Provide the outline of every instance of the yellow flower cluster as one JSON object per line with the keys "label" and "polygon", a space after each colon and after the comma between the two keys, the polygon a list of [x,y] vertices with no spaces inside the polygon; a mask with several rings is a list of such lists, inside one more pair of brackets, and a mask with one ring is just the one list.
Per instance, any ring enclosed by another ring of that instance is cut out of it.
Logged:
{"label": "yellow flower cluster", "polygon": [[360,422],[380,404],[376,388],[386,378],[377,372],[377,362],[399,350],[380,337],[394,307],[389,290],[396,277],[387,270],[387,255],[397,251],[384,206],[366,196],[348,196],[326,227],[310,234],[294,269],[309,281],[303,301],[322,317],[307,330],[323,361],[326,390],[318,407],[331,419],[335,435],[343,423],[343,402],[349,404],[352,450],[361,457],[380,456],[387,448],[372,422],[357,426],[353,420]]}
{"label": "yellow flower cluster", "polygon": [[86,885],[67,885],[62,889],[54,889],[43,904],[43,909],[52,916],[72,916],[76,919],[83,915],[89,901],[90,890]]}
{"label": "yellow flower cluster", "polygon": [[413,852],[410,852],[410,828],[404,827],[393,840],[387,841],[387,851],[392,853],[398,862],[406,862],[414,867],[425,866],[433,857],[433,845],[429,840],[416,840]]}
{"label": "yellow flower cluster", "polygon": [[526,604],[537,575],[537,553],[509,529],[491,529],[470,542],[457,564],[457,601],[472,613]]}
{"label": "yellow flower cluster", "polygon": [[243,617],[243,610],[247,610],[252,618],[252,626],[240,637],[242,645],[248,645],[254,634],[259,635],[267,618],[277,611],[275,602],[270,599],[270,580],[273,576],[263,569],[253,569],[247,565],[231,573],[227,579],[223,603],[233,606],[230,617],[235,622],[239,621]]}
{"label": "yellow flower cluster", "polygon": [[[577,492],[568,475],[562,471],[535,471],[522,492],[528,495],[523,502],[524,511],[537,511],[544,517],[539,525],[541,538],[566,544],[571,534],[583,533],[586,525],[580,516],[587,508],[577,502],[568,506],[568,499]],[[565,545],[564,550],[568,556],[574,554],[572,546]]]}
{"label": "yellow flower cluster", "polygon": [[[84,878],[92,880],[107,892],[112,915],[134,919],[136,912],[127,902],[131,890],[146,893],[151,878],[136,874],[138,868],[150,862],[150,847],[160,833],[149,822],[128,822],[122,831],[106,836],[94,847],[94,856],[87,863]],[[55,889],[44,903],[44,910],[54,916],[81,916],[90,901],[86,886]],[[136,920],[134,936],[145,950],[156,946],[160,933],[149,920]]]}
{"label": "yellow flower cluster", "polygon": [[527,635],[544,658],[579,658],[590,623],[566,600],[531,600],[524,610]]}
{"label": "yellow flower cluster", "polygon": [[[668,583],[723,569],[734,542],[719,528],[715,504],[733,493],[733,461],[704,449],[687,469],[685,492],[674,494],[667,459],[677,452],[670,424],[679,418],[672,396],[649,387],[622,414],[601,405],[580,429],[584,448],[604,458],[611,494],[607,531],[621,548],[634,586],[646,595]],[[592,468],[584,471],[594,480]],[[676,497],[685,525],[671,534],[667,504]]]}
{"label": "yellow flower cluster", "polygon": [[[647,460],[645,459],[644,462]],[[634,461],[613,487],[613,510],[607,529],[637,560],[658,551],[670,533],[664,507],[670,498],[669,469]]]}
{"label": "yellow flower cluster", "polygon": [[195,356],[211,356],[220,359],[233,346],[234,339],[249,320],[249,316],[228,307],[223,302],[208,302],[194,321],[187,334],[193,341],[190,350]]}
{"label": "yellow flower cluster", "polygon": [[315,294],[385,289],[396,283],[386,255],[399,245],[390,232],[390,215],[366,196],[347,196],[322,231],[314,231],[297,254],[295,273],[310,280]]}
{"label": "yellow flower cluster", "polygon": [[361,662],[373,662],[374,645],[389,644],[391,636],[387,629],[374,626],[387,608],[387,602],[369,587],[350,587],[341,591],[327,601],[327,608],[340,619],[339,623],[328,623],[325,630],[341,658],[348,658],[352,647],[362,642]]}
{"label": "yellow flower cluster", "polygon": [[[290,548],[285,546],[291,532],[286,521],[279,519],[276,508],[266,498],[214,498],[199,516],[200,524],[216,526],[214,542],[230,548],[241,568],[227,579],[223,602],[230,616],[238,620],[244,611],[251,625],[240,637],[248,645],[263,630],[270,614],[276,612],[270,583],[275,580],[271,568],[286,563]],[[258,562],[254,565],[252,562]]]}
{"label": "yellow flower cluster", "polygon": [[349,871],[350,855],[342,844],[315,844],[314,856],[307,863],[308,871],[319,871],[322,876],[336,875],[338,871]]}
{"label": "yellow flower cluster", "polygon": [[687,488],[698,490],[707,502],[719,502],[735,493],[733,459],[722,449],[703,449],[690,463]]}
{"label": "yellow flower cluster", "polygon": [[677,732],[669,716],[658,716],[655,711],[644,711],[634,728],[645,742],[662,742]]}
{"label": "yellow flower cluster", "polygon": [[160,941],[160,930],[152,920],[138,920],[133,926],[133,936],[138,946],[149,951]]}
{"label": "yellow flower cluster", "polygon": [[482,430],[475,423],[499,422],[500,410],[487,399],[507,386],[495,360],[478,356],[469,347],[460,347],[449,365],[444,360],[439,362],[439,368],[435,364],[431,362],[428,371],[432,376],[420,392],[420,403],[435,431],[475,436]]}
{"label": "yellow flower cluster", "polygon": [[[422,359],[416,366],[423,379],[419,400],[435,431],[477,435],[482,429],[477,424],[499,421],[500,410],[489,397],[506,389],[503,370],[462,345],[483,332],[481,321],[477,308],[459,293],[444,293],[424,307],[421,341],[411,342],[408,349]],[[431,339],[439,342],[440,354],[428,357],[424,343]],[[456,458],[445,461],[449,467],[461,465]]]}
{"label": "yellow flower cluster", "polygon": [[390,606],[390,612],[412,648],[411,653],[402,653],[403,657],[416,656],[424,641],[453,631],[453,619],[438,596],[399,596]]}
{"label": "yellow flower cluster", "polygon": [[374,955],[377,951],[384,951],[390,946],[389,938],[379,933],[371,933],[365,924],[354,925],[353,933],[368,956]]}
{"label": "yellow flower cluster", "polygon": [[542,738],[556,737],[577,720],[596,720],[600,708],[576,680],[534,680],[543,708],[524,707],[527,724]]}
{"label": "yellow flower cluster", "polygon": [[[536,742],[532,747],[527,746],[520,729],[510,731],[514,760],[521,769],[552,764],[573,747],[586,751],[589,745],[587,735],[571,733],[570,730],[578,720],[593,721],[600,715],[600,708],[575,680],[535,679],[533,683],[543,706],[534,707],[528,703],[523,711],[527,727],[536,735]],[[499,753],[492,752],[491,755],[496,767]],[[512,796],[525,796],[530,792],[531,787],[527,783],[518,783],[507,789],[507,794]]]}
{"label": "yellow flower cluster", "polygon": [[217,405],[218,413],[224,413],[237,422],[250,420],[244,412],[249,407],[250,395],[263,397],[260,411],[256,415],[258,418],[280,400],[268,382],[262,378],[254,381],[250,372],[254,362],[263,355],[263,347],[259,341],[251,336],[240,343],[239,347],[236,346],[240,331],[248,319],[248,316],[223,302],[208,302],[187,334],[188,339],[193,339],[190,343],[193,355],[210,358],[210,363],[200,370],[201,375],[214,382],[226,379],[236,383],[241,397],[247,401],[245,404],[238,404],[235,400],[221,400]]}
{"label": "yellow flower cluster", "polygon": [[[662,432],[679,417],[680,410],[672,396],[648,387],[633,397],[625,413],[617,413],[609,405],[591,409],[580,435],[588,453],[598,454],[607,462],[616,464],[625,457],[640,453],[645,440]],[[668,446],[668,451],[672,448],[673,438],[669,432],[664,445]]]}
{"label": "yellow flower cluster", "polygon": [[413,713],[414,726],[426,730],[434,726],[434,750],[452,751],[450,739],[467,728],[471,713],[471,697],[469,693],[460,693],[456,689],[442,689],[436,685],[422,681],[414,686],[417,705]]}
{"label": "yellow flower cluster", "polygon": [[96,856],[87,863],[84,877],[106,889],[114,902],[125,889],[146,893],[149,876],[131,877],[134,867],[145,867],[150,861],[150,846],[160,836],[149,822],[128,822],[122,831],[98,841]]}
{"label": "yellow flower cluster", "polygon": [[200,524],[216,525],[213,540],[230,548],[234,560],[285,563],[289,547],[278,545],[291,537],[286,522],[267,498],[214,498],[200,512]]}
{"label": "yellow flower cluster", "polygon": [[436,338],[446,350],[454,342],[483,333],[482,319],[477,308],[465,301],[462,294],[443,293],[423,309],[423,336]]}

________________

■ Brief: For the word "instance", count the lines of the listing above that hold it; the number alone is the answer.

■ Solution to the exercise: 2